### Problems:
- 1) In the onboarding article, why was the "Welcome to Canadian Pacific" orientation made as a PowerPoint presentation, an e-learning module and a DVD? Answer in one to three sentences.
- 2) In the onboarding article, shorten the paragraph that begins "Measuring time to productivity" and keep its main facts.
- 3) Reproduce everything in the onboarding article from "We brainstormed and" down to "the prescribed best-practices.".

### Article:

It’s About the Employee Experience, Stupid!

We brainstormed and batted around some ideas and finally decided that, really, we needed to put ourselves in the position of our new hires. What would we like to know, do, see and learn on our first day? That’s how we formulated what Day One should be about. I say "should" here: We cannot have one central location in which to welcome and onboard all new employees, so we must rely on all of the various onboarders (those who hire new employees and will onboard them to the company) to follow the prescribed best-practices.

There are many important features of Day One, but the central experience is learning about the company. We pulled together content from various sources and created a "Welcome to Canadian Pacific" orientation presentation that we made available in different formats, depending on where in the company the new hire was joining us. There is a PowerPoint presentation, an e-learning module and a DVD created—all with the same content to ensure that we are able to reach every new employee regardless of where in the network they are. New hires learn:

  • Who is Canadian Pacific—company introduction
  • What is the business of Canadian Pacific—what a railway does
  • What is the market place of Canadian Pacific—where we generate our business
  • Who we are at Canadian Pacific—introduction to the senior leaders and brief introductions to all departments
  • What’s new at Canadian Pacific—new corporate endeavors and initiatives

Together with a list of other recommended activities, this information forms the foundation of CP’s Day One experience for new hires.

Getting the Nuts and Bolts In Place

Measuring time to productivity is always an important metric in any onboarding program. At CP, we define "productivity" as having the tools and support in place for new hires to learn and contribute. So, what are those tools? Given that we do not yet have an automated onboarding system that feeds information forward to our human resources Service Center and our various service providers (for example, IT), and that we are relying on manual processes, we are currently offering to order only those items ("tools") that we deem "critical to Day One" in place for our new hires.

Our long-term goal is to implement an automated onboarding tool that will help us handle both forms management (tracking and pre-populating all of the required forms a new hire has to fill out) and task management (sending out service requests and tracking their progress to all our service partners). This is what we believe will really allow us to leverage all of the work that we’ve accomplished to date.

### Stored rows:
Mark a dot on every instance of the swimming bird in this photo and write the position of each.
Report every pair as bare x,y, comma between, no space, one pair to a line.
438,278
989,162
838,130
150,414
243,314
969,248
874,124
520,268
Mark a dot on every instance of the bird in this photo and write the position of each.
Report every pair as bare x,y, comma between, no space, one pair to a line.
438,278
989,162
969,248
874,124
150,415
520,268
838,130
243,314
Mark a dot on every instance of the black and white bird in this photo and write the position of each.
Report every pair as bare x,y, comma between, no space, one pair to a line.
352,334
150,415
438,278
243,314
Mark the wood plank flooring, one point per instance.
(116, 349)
==
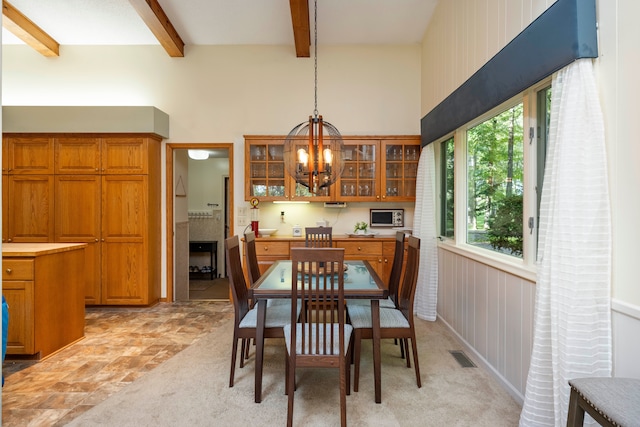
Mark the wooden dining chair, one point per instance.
==
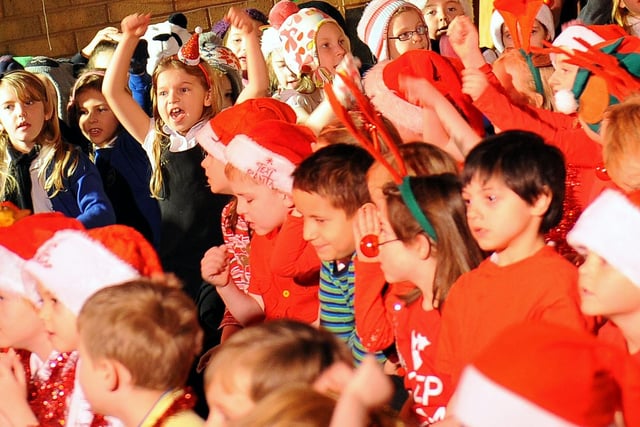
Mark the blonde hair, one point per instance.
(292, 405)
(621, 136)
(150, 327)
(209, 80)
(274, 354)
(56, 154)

### Replies:
- 1) All three formats carry the same content so that the orientation can reach every new employee, wherever in the network they join the company.

- 2) Time to productivity is a key onboarding metric, and CP defines productivity as new hires having the tools and support to learn and contribute. CP has no automated onboarding system to pass information to its human resources Service Center and service providers such as IT, so it relies on manual processes. For now, it offers to order only the tools it deems critical to Day One.

- 3)
We brainstormed and batted around some ideas and finally decided that, really, we needed to put ourselves in the position of our new hires. What would we like to know, do, see and learn on our first day? That’s how we formulated what Day One should be about. I say "should" here: We cannot have one central location in which to welcome and onboard all new employees, so we must rely on all of the various onboarders (those who hire new employees and will onboard them to the company) to follow the prescribed best-practices.